Data:

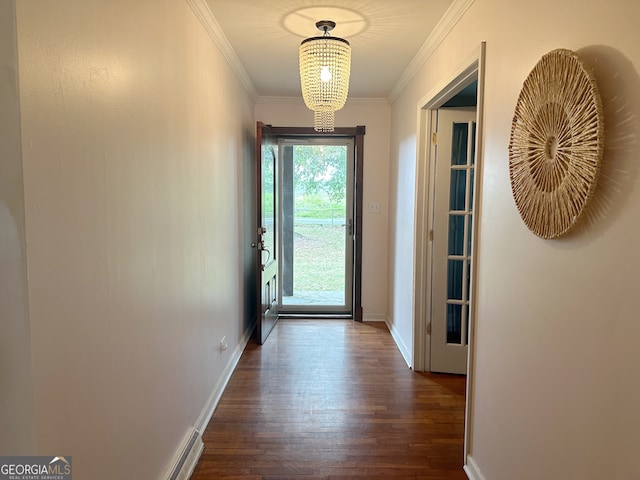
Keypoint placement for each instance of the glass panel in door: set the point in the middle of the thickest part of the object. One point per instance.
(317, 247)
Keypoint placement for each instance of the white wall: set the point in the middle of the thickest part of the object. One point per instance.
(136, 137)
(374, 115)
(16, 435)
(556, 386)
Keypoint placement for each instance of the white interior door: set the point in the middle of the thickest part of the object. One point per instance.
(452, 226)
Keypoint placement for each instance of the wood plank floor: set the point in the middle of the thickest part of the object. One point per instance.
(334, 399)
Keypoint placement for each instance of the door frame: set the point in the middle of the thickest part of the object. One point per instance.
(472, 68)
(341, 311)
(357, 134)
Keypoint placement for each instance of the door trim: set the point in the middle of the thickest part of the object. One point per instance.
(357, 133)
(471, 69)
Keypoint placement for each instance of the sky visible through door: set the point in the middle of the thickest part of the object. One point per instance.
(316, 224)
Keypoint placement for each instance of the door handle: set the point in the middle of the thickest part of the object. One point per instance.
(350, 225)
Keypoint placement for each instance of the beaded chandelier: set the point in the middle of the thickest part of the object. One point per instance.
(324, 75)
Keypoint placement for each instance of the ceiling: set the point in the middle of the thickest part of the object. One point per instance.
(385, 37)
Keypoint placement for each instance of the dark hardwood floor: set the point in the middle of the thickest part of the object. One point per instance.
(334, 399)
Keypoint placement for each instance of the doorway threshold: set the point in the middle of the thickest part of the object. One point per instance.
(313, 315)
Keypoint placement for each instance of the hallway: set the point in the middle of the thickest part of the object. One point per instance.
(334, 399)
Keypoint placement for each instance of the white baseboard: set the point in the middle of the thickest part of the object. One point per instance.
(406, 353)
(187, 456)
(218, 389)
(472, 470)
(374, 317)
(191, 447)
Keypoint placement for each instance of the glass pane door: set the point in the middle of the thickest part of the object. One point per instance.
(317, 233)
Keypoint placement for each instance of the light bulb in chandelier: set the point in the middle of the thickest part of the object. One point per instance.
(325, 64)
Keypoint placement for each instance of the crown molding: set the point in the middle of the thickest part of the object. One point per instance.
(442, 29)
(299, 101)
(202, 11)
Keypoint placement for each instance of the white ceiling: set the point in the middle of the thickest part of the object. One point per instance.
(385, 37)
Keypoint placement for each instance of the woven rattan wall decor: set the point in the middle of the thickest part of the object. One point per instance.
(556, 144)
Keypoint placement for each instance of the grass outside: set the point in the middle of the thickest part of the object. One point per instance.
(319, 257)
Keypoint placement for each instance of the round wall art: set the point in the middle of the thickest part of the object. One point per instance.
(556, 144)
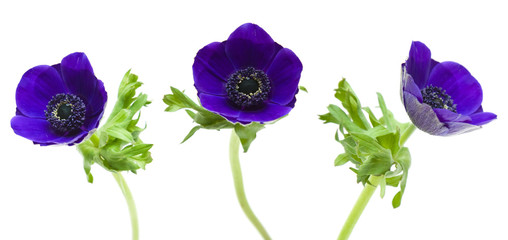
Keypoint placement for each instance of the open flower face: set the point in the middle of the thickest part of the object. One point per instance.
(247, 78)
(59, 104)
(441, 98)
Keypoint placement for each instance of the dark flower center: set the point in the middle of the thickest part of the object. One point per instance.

...

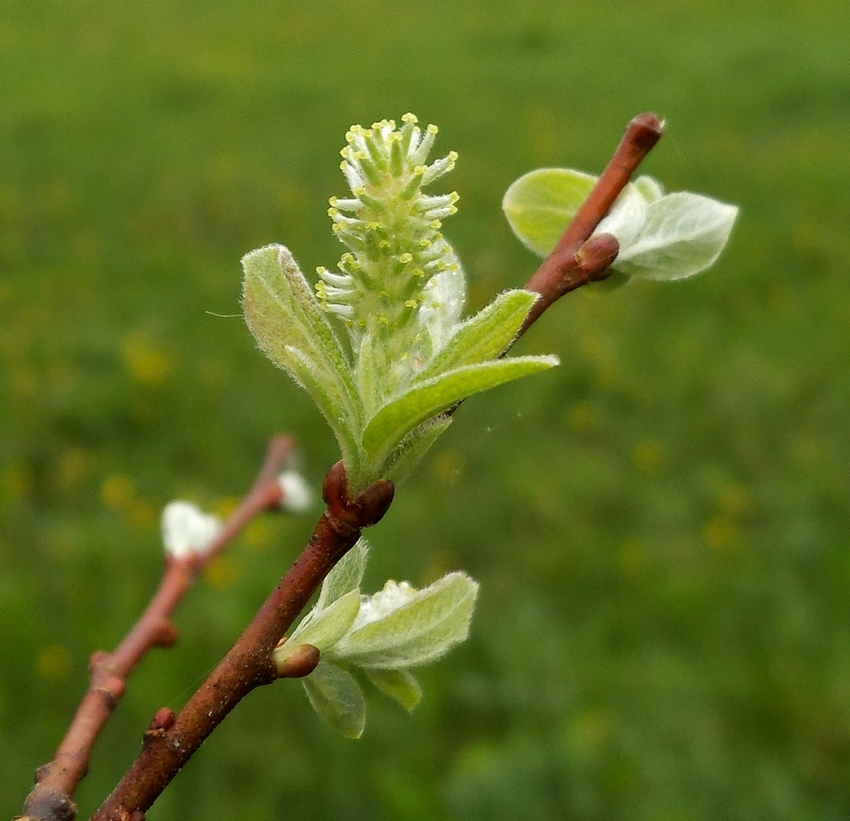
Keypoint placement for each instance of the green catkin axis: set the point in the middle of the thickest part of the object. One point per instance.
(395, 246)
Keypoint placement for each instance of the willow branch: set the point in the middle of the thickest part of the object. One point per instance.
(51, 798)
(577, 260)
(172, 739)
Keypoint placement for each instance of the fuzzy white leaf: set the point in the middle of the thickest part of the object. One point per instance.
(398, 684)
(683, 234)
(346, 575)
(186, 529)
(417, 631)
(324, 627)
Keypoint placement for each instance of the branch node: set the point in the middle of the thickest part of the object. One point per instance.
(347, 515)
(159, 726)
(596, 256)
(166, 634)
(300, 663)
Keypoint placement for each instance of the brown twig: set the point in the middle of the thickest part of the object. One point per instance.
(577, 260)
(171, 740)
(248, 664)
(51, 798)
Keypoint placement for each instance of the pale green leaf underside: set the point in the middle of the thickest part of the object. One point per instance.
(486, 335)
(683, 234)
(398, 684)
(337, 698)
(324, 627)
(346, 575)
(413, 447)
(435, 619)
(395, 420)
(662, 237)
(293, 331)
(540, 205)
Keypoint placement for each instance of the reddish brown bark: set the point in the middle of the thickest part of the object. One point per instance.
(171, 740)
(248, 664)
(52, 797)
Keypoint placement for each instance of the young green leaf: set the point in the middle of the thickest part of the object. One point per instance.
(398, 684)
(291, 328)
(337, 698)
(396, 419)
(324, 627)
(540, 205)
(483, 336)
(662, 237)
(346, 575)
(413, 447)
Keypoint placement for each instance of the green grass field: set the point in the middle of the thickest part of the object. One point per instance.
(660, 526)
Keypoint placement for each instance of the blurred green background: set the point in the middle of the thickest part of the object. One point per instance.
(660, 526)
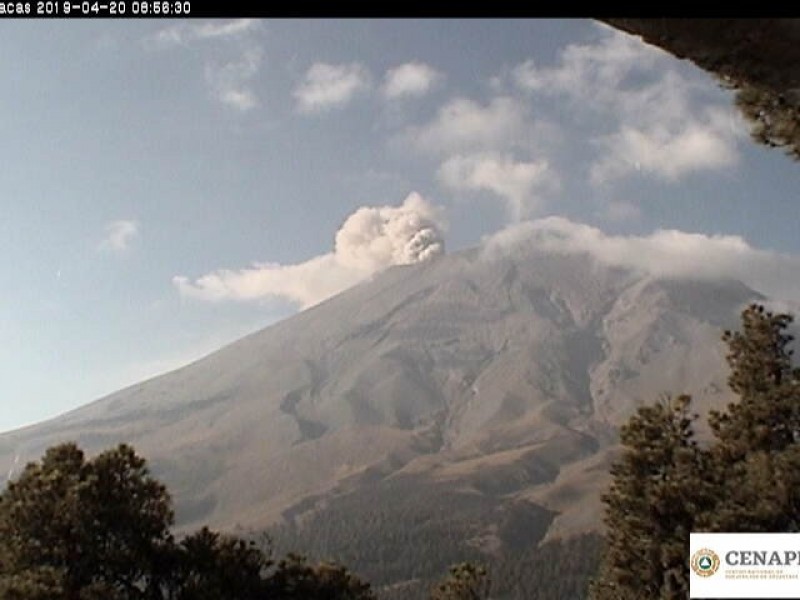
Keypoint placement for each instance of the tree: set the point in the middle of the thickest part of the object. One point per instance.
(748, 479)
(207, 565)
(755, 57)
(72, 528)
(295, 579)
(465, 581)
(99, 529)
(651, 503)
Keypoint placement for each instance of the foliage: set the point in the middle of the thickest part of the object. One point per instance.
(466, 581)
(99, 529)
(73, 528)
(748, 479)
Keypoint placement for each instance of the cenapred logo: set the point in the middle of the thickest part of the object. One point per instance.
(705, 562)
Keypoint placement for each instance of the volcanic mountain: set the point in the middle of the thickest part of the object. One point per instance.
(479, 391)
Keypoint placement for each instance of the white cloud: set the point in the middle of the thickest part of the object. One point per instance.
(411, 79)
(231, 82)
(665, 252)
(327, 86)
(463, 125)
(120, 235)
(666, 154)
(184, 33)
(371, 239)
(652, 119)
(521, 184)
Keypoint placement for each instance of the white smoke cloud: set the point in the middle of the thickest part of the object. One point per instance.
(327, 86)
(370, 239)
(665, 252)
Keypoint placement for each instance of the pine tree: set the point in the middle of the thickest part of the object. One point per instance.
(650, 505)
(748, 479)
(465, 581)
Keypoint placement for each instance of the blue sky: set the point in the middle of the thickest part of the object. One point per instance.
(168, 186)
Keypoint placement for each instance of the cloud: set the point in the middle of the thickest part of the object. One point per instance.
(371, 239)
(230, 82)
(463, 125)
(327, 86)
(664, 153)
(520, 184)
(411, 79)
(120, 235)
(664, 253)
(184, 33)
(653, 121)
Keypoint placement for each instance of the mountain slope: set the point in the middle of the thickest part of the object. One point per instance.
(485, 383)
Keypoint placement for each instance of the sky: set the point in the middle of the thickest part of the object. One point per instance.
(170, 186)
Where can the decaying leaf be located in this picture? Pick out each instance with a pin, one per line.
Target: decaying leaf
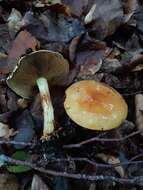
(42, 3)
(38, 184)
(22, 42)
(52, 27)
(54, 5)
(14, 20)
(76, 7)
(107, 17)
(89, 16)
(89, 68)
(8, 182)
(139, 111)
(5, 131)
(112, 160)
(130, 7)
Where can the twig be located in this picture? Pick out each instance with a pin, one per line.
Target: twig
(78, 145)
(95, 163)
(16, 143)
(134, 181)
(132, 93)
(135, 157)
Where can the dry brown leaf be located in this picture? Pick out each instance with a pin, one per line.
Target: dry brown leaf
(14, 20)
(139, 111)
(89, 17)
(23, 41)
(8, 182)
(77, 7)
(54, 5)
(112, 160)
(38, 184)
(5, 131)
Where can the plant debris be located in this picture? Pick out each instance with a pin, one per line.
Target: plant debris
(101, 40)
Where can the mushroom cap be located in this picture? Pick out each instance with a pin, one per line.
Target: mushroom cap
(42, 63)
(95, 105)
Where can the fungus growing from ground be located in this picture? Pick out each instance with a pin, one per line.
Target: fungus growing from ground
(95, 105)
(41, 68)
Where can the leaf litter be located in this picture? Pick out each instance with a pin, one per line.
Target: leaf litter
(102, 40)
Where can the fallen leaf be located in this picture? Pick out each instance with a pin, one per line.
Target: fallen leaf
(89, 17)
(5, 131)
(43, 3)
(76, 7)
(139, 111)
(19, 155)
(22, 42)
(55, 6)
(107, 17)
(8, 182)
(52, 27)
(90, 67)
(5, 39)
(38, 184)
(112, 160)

Task to complete:
Extract the lines of the preceding material that run from the line with "Where can the leaf" through the line with "Where can the fallen", inclusive, reproducing them exactly and adding nothing.

Exercise output:
Where can the leaf litter be located in this picture? Pick out each instance with a pin, one per line.
Target: leaf litter
(102, 40)
Where can the fallen leaf be located in this picture? Pick out each instance with a pin, one per line.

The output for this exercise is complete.